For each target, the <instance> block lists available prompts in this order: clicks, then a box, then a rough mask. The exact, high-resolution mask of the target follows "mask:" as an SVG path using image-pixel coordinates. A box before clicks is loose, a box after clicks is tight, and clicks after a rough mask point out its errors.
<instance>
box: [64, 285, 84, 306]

==

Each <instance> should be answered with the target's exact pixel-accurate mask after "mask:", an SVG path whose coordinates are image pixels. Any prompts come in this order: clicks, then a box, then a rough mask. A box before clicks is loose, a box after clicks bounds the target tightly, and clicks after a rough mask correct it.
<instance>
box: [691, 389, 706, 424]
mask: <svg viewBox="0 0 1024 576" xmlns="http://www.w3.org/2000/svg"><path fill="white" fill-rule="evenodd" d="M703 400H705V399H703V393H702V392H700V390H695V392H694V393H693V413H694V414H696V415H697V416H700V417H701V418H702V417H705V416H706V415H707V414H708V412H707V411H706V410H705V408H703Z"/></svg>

==

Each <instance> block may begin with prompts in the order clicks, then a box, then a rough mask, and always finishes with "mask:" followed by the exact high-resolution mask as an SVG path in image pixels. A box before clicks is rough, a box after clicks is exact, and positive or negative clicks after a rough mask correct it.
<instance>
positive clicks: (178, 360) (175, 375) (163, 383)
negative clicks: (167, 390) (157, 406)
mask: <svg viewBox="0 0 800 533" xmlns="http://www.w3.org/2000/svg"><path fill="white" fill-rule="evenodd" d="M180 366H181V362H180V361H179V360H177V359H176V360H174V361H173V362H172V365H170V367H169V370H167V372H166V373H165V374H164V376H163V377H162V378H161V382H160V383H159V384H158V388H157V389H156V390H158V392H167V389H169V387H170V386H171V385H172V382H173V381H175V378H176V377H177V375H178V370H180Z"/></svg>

-- Exercise --
Output the stretch from the line containing "For each target, the" through the line containing "box: [64, 285, 84, 306]" of the data above, reproduced word for word.

-- Your response --
For each target, the <instance> block lists available prompts in this order: clicks, then a box, then a rough mask. The exact, high-resolution mask of the target follows "mask:" as an SVG path using image-pixel coordinates. A box before clicks is loose, a box after clicks is tight, and clicks after a rough mask point out its errors.
<instance>
box: [64, 285, 84, 306]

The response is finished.